- _EXERCISE REQUIREMENTS_: Look through the records and copy each line with the string "below" in it.
[[ RECORDS SUPPLIED, beginning ]]
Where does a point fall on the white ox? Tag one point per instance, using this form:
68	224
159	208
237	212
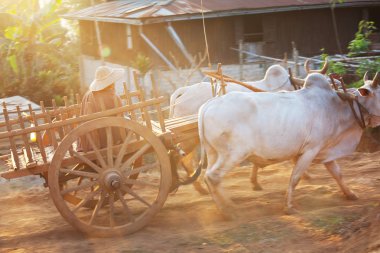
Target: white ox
311	124
187	101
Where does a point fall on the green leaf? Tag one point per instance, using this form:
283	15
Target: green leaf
13	62
11	32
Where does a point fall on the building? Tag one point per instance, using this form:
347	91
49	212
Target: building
170	32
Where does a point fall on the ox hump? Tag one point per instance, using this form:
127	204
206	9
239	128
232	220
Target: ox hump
317	80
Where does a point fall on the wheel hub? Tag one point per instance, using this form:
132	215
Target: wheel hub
112	180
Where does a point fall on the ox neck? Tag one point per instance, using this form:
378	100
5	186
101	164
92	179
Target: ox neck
360	113
295	86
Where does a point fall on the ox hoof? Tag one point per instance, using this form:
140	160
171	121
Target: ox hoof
257	187
290	210
306	176
199	188
352	196
228	214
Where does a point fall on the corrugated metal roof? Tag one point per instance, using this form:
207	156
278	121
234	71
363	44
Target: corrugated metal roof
13	102
153	11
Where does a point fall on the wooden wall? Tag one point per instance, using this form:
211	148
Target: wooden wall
311	30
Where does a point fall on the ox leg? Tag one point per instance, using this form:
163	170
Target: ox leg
189	163
213	178
334	170
256	185
301	166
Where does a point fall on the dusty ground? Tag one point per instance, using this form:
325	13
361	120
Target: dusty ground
327	222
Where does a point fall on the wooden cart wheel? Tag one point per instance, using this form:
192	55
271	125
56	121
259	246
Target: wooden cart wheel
124	202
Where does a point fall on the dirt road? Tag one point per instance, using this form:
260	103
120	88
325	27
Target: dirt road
189	222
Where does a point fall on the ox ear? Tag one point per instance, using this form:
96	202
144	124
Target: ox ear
364	92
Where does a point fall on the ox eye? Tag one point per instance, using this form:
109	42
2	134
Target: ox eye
364	92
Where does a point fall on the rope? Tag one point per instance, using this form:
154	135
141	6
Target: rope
205	35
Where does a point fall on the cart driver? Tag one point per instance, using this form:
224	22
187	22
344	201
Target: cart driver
101	96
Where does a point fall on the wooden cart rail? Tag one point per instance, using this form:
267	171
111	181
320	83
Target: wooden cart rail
57	122
107	175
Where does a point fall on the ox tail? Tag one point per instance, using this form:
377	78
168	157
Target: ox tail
202	161
176	94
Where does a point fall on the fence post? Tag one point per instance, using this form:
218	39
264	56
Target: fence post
241	59
295	58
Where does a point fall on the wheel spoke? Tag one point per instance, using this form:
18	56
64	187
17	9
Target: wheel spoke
96	150
88	162
138	182
141	169
111	205
85	200
123	148
136	155
133	194
97	207
109	147
79	173
79	187
125	206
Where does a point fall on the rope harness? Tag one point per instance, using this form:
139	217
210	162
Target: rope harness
350	100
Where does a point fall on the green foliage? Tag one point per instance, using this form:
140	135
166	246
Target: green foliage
372	66
37	58
142	63
361	42
334	67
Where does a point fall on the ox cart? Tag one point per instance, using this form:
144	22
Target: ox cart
106	190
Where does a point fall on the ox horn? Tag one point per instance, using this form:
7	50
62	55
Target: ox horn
346	96
297	81
376	80
323	70
365	77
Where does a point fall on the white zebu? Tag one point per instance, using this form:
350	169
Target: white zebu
311	124
187	101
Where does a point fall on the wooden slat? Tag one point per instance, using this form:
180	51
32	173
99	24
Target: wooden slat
158	107
144	111
39	138
129	100
51	131
17	132
11	141
24	136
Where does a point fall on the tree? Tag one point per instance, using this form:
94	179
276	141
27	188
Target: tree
37	58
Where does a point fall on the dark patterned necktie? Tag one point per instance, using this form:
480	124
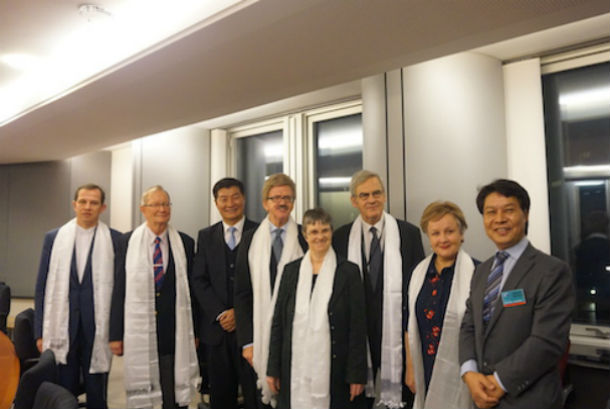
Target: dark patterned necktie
158	264
232	241
374	258
493	285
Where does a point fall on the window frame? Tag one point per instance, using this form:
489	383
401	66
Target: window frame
586	339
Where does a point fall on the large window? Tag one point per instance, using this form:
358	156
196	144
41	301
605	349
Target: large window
577	123
319	148
256	157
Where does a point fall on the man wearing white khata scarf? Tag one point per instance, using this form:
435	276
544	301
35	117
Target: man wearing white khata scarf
386	250
151	320
261	258
73	293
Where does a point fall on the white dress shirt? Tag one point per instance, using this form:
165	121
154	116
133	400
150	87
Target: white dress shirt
82	246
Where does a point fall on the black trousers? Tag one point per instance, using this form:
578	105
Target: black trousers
226	370
77	368
166	375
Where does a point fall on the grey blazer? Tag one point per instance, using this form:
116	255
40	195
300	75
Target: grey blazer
523	343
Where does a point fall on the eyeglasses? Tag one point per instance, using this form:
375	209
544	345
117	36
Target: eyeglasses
365	195
278	199
158	205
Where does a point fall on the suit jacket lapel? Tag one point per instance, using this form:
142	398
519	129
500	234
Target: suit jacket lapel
218	272
338	285
521	268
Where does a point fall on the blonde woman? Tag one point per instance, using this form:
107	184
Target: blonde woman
438	291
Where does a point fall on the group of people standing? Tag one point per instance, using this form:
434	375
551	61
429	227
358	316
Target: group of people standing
304	316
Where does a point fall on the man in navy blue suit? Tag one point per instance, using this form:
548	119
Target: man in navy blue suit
73	294
213	277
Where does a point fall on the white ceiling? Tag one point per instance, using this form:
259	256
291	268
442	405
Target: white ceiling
258	53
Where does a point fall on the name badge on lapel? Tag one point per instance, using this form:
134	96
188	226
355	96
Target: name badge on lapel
513	298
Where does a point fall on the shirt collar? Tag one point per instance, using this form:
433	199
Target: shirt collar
239	226
273	227
379	225
152	236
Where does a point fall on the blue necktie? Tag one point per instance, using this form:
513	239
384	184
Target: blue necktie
493	285
277	245
158	264
232	242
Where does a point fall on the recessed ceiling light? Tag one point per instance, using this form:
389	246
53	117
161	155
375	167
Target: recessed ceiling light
93	12
19	61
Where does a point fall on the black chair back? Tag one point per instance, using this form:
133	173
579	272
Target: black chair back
53	396
5	305
44	370
23	338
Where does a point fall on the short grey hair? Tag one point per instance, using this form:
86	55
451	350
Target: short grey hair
312	216
151	190
360	177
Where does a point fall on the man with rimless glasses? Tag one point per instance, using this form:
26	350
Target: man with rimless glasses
151	320
260	261
386	250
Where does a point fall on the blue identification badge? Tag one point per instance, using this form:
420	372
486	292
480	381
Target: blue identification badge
513	298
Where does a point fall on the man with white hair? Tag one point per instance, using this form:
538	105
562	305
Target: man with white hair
151	319
261	258
386	250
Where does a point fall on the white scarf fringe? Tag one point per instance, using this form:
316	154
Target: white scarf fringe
259	256
446	387
391	341
142	381
55	332
310	370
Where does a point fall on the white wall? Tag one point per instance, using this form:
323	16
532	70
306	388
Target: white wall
526	150
455	137
122	188
179	160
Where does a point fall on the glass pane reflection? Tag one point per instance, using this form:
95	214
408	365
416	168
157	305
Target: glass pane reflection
577	122
257	157
338	154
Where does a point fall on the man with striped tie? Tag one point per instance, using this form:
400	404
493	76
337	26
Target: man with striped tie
213	278
518	315
151	320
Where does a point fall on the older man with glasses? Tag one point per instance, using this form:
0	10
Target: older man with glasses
151	320
260	261
386	250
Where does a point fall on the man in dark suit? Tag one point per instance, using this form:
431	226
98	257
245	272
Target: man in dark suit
260	262
518	315
377	242
73	293
213	277
153	268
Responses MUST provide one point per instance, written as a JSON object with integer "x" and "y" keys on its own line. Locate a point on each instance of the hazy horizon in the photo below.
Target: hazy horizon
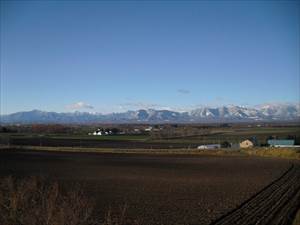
{"x": 115, "y": 56}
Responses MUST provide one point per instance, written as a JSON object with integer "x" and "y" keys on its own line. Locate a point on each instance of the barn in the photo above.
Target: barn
{"x": 246, "y": 144}
{"x": 281, "y": 143}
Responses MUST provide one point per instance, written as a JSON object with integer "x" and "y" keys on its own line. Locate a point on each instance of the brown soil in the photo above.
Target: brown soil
{"x": 157, "y": 189}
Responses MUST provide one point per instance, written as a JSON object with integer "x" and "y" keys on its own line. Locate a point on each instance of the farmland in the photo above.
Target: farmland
{"x": 156, "y": 189}
{"x": 165, "y": 179}
{"x": 167, "y": 137}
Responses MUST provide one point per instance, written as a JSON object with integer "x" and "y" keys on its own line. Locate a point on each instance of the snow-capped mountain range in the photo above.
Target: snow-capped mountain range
{"x": 266, "y": 112}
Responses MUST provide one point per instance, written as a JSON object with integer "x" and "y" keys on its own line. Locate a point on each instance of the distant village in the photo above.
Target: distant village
{"x": 250, "y": 142}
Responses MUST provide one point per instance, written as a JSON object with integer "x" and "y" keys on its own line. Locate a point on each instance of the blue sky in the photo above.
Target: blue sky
{"x": 114, "y": 56}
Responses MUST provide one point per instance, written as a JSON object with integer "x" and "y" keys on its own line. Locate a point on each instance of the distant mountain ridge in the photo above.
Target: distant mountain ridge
{"x": 267, "y": 112}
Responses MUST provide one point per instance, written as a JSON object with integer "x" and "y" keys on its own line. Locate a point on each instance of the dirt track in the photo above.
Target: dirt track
{"x": 275, "y": 204}
{"x": 161, "y": 189}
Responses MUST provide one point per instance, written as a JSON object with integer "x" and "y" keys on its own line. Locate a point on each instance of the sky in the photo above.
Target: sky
{"x": 113, "y": 56}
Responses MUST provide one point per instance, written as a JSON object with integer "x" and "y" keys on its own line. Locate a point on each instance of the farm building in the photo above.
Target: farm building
{"x": 281, "y": 143}
{"x": 211, "y": 146}
{"x": 246, "y": 144}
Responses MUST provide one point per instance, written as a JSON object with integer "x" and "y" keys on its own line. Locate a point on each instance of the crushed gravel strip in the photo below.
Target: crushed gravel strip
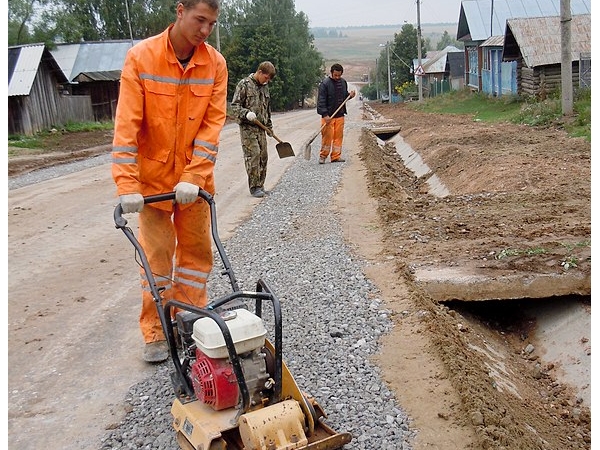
{"x": 333, "y": 315}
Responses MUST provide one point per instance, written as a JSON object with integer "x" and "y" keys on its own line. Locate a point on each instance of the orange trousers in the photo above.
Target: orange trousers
{"x": 332, "y": 137}
{"x": 178, "y": 246}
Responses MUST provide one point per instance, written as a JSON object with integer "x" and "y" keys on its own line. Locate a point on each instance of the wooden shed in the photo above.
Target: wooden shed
{"x": 94, "y": 69}
{"x": 35, "y": 99}
{"x": 535, "y": 45}
{"x": 481, "y": 20}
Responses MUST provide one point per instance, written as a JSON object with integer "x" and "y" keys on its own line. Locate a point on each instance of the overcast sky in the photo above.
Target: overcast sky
{"x": 341, "y": 13}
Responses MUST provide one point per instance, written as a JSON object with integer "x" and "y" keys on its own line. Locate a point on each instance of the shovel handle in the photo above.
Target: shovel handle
{"x": 257, "y": 122}
{"x": 325, "y": 124}
{"x": 336, "y": 111}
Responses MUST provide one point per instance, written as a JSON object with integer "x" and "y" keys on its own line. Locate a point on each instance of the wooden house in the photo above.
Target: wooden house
{"x": 442, "y": 71}
{"x": 534, "y": 46}
{"x": 484, "y": 22}
{"x": 36, "y": 100}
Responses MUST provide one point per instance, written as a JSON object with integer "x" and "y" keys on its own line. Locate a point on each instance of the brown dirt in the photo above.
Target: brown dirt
{"x": 513, "y": 188}
{"x": 466, "y": 384}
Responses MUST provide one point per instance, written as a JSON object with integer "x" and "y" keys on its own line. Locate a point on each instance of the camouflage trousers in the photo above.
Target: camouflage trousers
{"x": 254, "y": 146}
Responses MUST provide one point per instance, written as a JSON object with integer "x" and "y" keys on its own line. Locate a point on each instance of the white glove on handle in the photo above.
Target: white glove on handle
{"x": 132, "y": 203}
{"x": 186, "y": 192}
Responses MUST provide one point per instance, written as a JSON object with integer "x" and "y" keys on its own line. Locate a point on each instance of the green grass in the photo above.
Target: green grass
{"x": 38, "y": 140}
{"x": 516, "y": 110}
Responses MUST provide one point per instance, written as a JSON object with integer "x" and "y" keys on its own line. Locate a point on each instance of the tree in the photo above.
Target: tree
{"x": 20, "y": 13}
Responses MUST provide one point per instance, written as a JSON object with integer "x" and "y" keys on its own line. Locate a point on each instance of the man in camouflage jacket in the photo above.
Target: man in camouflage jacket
{"x": 251, "y": 103}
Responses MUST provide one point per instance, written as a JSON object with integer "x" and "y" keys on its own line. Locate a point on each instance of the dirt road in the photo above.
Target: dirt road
{"x": 73, "y": 296}
{"x": 73, "y": 292}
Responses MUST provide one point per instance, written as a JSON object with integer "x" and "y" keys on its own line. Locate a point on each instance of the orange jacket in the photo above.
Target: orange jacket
{"x": 168, "y": 119}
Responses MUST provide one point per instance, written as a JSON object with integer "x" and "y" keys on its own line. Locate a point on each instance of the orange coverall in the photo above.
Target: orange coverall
{"x": 167, "y": 127}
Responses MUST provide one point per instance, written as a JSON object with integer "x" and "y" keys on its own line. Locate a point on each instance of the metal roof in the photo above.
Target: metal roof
{"x": 494, "y": 41}
{"x": 23, "y": 65}
{"x": 538, "y": 40}
{"x": 92, "y": 57}
{"x": 108, "y": 75}
{"x": 26, "y": 62}
{"x": 437, "y": 63}
{"x": 477, "y": 23}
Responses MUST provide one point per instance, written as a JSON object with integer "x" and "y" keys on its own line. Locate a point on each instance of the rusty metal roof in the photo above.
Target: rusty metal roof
{"x": 538, "y": 39}
{"x": 477, "y": 23}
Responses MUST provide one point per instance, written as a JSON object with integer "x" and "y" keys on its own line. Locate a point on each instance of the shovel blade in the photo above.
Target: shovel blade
{"x": 284, "y": 150}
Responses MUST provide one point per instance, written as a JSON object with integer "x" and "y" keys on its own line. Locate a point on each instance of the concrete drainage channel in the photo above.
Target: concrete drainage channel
{"x": 562, "y": 331}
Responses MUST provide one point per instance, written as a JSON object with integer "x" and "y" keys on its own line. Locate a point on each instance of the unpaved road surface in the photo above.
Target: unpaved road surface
{"x": 467, "y": 382}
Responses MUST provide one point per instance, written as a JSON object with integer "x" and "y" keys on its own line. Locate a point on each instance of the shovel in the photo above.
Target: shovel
{"x": 307, "y": 146}
{"x": 284, "y": 149}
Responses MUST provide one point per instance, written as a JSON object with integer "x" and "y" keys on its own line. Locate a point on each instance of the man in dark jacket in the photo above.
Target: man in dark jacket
{"x": 251, "y": 103}
{"x": 333, "y": 90}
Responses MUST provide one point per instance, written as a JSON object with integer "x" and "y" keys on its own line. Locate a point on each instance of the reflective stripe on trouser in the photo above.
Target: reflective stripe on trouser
{"x": 332, "y": 138}
{"x": 186, "y": 281}
{"x": 254, "y": 145}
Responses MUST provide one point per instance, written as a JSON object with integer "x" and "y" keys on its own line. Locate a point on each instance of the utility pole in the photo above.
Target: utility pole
{"x": 389, "y": 75}
{"x": 218, "y": 38}
{"x": 377, "y": 77}
{"x": 128, "y": 21}
{"x": 566, "y": 65}
{"x": 419, "y": 48}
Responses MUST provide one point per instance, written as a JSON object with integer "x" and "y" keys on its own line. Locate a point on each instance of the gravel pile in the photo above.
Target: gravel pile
{"x": 332, "y": 316}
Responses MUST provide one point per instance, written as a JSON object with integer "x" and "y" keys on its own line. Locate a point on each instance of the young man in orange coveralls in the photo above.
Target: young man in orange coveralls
{"x": 333, "y": 90}
{"x": 171, "y": 109}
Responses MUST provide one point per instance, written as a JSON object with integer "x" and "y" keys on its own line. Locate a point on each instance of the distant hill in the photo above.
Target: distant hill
{"x": 357, "y": 48}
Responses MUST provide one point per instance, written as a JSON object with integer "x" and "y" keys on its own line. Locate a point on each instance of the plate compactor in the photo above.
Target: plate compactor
{"x": 232, "y": 389}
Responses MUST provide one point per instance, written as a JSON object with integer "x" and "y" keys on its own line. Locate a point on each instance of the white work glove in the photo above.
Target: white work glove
{"x": 186, "y": 192}
{"x": 132, "y": 203}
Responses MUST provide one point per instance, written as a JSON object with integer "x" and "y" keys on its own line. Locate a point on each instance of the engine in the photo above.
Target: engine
{"x": 212, "y": 374}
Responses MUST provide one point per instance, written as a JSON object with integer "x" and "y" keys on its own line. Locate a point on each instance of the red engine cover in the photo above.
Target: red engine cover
{"x": 214, "y": 382}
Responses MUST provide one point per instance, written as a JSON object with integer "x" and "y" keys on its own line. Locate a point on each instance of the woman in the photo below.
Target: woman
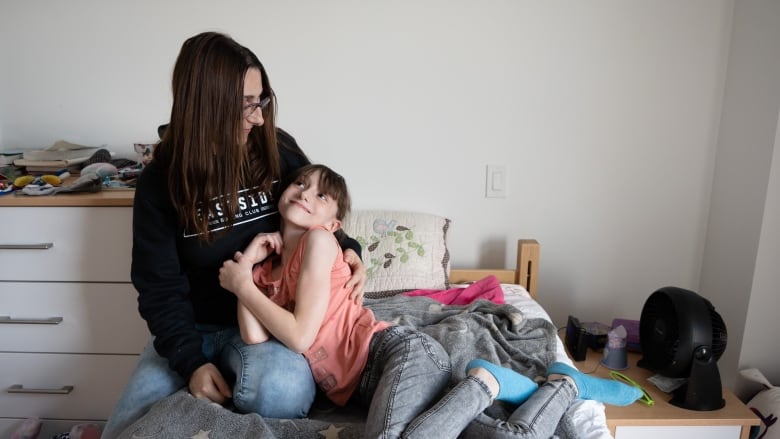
{"x": 210, "y": 189}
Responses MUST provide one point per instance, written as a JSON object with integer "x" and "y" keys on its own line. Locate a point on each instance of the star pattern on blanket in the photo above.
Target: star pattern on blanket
{"x": 331, "y": 433}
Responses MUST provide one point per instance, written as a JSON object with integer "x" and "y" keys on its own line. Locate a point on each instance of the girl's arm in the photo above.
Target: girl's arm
{"x": 252, "y": 331}
{"x": 298, "y": 329}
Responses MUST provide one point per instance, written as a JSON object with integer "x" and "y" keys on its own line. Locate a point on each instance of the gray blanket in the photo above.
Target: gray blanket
{"x": 498, "y": 333}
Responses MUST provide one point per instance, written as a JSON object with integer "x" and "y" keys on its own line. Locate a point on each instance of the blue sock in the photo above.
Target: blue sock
{"x": 514, "y": 387}
{"x": 599, "y": 389}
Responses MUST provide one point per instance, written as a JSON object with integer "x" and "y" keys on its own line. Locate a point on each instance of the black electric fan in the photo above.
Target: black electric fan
{"x": 682, "y": 336}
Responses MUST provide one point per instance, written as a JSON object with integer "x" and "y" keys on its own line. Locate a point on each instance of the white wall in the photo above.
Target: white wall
{"x": 606, "y": 113}
{"x": 740, "y": 213}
[[ RECORDS SUPPLIED, end ]]
- _EXPECTED ANSWER_:
Responses MUST provide one point per instance, written as a JSON object with integer "x" and "y" keys on its own line. Locate a point on each instance of the hazy horizon in the photo below.
Responses MUST provide one point per instance, written as a JSON object with integer "x" and "y" keys on its own line. Locate a point on each instance of the crushed gravel strip in the photo below.
Responses MUST provide one point per instance, written as a JSON object with integer "x" and "y" keys on its own line. Locate a point on each instance of the woman in the photo below.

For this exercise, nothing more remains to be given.